— Exercise instructions —
Output the entries in full and verbatim, pictures omitted.

....

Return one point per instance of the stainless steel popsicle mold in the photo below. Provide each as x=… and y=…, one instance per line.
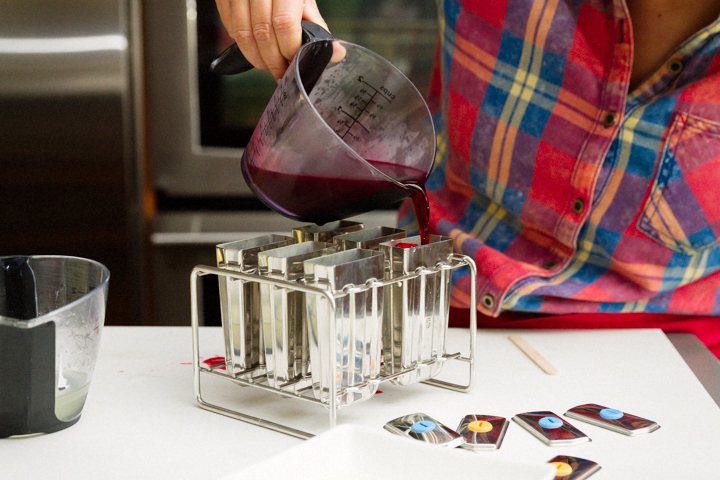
x=325, y=233
x=287, y=358
x=240, y=302
x=369, y=238
x=356, y=321
x=417, y=309
x=328, y=323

....

— Your solution —
Return one point per instance of the stainless steel popsicle mold in the photo below. Provide each as x=… and y=…, one instance per line.
x=325, y=233
x=287, y=358
x=240, y=302
x=369, y=238
x=356, y=321
x=417, y=309
x=328, y=323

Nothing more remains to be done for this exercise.